**TASK PROMPT**
Rewrite every line of the listing below as a JSON list of strings, one string per line, leaving out blank lines.

**DATA SHOWN**
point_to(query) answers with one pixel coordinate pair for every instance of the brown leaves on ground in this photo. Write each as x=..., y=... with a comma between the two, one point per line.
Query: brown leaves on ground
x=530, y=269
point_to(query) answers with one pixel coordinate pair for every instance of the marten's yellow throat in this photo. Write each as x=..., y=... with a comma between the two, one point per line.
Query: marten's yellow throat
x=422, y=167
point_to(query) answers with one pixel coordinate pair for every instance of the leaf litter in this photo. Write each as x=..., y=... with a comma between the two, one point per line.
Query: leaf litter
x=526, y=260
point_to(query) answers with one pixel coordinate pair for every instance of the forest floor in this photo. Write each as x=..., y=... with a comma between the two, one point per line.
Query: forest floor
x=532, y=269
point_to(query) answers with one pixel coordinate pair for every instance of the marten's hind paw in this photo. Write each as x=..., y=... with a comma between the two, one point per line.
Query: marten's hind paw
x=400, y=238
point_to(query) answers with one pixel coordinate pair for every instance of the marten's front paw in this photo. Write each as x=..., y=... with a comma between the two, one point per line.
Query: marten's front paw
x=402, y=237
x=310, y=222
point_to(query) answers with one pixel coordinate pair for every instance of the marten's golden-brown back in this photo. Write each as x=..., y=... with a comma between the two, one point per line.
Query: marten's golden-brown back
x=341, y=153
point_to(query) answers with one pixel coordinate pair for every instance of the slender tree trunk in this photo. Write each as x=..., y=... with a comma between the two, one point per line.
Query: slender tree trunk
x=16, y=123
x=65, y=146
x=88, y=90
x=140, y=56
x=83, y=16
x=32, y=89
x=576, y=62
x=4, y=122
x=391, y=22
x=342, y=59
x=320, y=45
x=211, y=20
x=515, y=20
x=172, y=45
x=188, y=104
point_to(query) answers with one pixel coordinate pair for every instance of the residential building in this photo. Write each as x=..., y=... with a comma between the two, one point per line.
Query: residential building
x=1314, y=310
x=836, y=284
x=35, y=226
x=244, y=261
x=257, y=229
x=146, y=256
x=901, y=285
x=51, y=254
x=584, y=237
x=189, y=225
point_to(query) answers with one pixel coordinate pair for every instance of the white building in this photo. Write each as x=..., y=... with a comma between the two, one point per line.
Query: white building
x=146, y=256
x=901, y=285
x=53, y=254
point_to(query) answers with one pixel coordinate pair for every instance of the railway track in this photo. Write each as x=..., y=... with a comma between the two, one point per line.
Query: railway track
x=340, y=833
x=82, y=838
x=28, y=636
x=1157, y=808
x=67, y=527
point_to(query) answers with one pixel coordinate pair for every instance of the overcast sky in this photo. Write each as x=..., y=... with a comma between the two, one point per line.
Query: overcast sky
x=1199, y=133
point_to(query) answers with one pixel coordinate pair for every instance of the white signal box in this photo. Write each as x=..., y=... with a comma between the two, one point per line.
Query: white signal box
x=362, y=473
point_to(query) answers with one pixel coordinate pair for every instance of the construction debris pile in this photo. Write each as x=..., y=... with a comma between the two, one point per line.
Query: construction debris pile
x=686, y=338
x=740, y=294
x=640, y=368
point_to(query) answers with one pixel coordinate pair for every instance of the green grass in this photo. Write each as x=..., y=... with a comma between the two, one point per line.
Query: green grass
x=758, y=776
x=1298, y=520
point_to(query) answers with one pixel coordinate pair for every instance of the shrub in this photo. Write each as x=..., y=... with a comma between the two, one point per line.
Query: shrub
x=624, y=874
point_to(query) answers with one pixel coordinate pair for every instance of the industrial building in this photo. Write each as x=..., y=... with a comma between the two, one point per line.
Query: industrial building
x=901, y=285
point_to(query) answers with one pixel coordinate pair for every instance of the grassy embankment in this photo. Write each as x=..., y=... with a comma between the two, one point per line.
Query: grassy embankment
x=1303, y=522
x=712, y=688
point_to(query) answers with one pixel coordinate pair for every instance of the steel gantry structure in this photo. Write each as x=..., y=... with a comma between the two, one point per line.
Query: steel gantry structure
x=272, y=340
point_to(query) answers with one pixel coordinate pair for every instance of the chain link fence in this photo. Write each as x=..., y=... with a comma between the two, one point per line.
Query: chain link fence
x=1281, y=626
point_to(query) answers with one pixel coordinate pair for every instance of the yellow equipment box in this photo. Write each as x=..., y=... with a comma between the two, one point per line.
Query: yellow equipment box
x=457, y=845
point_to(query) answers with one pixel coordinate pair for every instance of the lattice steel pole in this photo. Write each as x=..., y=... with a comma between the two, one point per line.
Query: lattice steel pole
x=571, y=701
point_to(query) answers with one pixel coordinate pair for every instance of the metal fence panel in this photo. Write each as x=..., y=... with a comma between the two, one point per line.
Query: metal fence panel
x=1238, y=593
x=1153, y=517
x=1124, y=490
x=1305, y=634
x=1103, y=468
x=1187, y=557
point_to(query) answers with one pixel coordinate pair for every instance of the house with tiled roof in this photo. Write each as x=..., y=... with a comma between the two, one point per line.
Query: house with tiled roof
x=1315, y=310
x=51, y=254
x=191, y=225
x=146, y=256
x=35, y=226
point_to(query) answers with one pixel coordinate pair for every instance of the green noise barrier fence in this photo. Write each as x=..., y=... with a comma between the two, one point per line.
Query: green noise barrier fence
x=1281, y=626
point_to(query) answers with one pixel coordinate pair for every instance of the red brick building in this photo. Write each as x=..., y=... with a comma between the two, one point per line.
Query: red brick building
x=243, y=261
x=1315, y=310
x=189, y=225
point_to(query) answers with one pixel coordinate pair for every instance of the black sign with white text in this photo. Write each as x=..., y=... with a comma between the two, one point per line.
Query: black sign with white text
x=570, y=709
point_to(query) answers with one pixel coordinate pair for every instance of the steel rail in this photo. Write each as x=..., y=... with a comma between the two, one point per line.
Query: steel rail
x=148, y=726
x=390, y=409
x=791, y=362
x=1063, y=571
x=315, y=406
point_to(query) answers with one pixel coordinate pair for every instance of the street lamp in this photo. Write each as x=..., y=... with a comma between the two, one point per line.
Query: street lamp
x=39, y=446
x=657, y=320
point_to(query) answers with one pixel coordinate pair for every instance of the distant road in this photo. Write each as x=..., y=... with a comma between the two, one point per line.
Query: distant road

**ANSWER TO THE TASK**
[
  "point_to(query) answers with one pixel coordinate pair for every instance of the brown leaves on ground in this photo. Write each as x=..., y=... with a comma between the two, one point per line.",
  "Query: brown leaves on ground",
  "x=530, y=269",
  "point_to(query) answers with one pixel coordinate pair for every instance of the marten's yellow throat in this photo. Write each as x=..., y=... with a comma between the two, one point per line.",
  "Query: marten's yellow throat",
  "x=422, y=167",
  "point_to(query) answers with one pixel coordinate pair for every instance of the leaf litter in this photo. Write each as x=..., y=... with a comma between the two, one point per line.",
  "Query: leaf litter",
  "x=526, y=260",
  "point_to(query) answers with one pixel coordinate pair for every instance of the forest floor in this photo. Write each as x=..., y=... with a comma between the two, one point per line.",
  "Query: forest floor",
  "x=532, y=269",
  "point_to(query) answers with one pixel coordinate pair for every instance of the marten's hind paw in this photo. Write each as x=..., y=... with a comma between the two, one point per line.",
  "Query: marten's hind paw",
  "x=400, y=238",
  "point_to(query) answers with one pixel coordinate pair for every instance of the marten's front paw in this photo. Write each as x=..., y=... with a comma between the two, one point per line.",
  "Query: marten's front paw",
  "x=402, y=237",
  "x=310, y=222",
  "point_to(query) answers with one pixel coordinate pair for every instance of the marten's golden-brown back in this photo. Write each as x=..., y=... with a comma between the two, one point per line.",
  "Query: marten's golden-brown back",
  "x=341, y=153",
  "point_to(query) answers with one pixel coordinate pair for every instance of the slender tree trunk in this photo. Write each as x=..., y=... with a comma between the two, one point per line.",
  "Query: slender tree trunk",
  "x=16, y=123",
  "x=65, y=146",
  "x=88, y=90",
  "x=140, y=56",
  "x=83, y=16",
  "x=32, y=89",
  "x=576, y=62",
  "x=4, y=122",
  "x=391, y=22",
  "x=342, y=59",
  "x=320, y=45",
  "x=211, y=20",
  "x=515, y=20",
  "x=172, y=45",
  "x=188, y=104",
  "point_to(query) answers with one pixel coordinate pair for every instance of the residential building in this photo. Write each as x=..., y=... with a comma between the two, one point per line.",
  "Query: residential building",
  "x=1314, y=310",
  "x=836, y=284",
  "x=35, y=226",
  "x=244, y=261",
  "x=257, y=229",
  "x=146, y=256",
  "x=901, y=285",
  "x=51, y=254",
  "x=584, y=237",
  "x=189, y=225",
  "point_to(query) answers with one pixel coordinate pair for every instance of the white building in this photo. Write each as x=..., y=... with a comma between the two, one point per line.",
  "Query: white building",
  "x=146, y=256",
  "x=901, y=285",
  "x=53, y=254",
  "point_to(query) answers with one pixel coordinate pair for every instance of the railway track in this photo. Write each as x=..., y=... with a comma between the two, one point per line.",
  "Query: railway track",
  "x=340, y=833",
  "x=82, y=838",
  "x=28, y=636",
  "x=1157, y=808",
  "x=67, y=527",
  "point_to(query) answers with one pixel coordinate pair for every instance of the overcast sky in this photo. Write each as x=..., y=... with a comma between the two, one point per line.",
  "Query: overcast sky",
  "x=1199, y=133",
  "point_to(query) answers with one pixel coordinate pair for every instance of the white signal box in this photo. Write each as x=..., y=... with a comma between the two, one point per line.",
  "Query: white signal box",
  "x=362, y=473",
  "point_to(query) answers with one pixel coordinate pair for every instance of the construction debris pile in this photo. Write each as x=..., y=... with a comma between the two, one point per line.",
  "Query: construction debris pile",
  "x=686, y=338",
  "x=740, y=294",
  "x=640, y=368",
  "point_to(query) answers with one pixel coordinate pair for every instance of the green grass in this photo. Write each as x=..., y=... with a comma between the two, one point per line.",
  "Query: green grass",
  "x=758, y=776",
  "x=1298, y=520",
  "point_to(query) answers with one pixel coordinate pair for every instance of the shrub in this photo. Write each as x=..., y=... with a comma between the two, one point per line.",
  "Query: shrub",
  "x=624, y=874",
  "point_to(query) answers with one pixel coordinate pair for every instance of the industrial building in this photo. Write each as x=..., y=... with a comma between the two, one point per line.",
  "Query: industrial building",
  "x=901, y=285",
  "point_to(query) answers with one pixel coordinate pair for every instance of the grassy embankment in this photo. Write each as x=..., y=... with a comma between the two, one point per line.",
  "Query: grassy embankment",
  "x=1303, y=522",
  "x=712, y=688",
  "point_to(query) answers with one pixel coordinate pair for every instance of the steel gantry structure in this photo. Write each as x=..., y=... with a comma between the two, one point per line.",
  "Query: steel gantry structure",
  "x=272, y=340",
  "point_to(query) answers with one pixel coordinate pair for every instance of the chain link fence in this photo. Write each as x=..., y=... with a comma between the two, one point per line.",
  "Query: chain link fence",
  "x=1281, y=626",
  "point_to(query) answers with one pixel coordinate pair for every instance of the yellow equipment box in this photo. Write each as x=..., y=... with a comma between the two, one point per line.",
  "Query: yellow equipment box",
  "x=457, y=845",
  "point_to(query) answers with one pixel coordinate pair for every instance of the lattice steel pole in this photo. Write each as x=..., y=... with a comma between the two, one point per line.",
  "Query: lattice steel pole",
  "x=571, y=701",
  "point_to(query) answers with one pixel coordinate pair for every instance of the metal fence panel in this photo. Write each as x=..., y=... with a comma between the two, one point per line.",
  "Query: metal fence panel",
  "x=1238, y=593",
  "x=1153, y=517",
  "x=1124, y=490",
  "x=1305, y=634",
  "x=1103, y=468",
  "x=1187, y=557",
  "point_to(query) answers with one pixel coordinate pair for every instance of the house with tiled roof in this photo. Write each as x=..., y=... with a comma between the two, one point per line.",
  "Query: house with tiled roof",
  "x=1315, y=310",
  "x=51, y=254",
  "x=191, y=225",
  "x=146, y=256",
  "x=35, y=226",
  "point_to(query) answers with one pixel coordinate pair for every instance of the green noise barrier fence in this photo. Write each as x=..., y=... with a comma between the two, one point per line.",
  "Query: green noise barrier fence",
  "x=1281, y=626",
  "point_to(query) answers with one pixel coordinate pair for every instance of the red brick building in this photo. Write each as x=..., y=... with a comma between the two, one point per line.",
  "Query: red brick building",
  "x=243, y=261",
  "x=1315, y=310",
  "x=189, y=225",
  "point_to(query) answers with one pixel coordinate pair for every instance of the black sign with white text in this photo. Write each as x=..., y=... with a comma between the two, one point per line.",
  "Query: black sign with white text",
  "x=570, y=709",
  "point_to(query) answers with one pixel coordinate pair for every instance of the steel rail in this photo. Write each as x=..., y=... with a comma between the two, one point per line.",
  "Query: steel rail",
  "x=148, y=726",
  "x=390, y=409",
  "x=791, y=362",
  "x=1063, y=571",
  "x=315, y=406",
  "point_to(query) answers with one pixel coordinate pair for every instance of the street lamp in this photo. Write each as x=..., y=... with a comma between the two, one point per line.",
  "Query: street lamp",
  "x=39, y=446",
  "x=657, y=320",
  "point_to(query) answers with one pixel coordinate pair for every instance of the distant road in this photo. Write each as x=..., y=... with a comma between the two, one point per line.",
  "Query: distant road"
]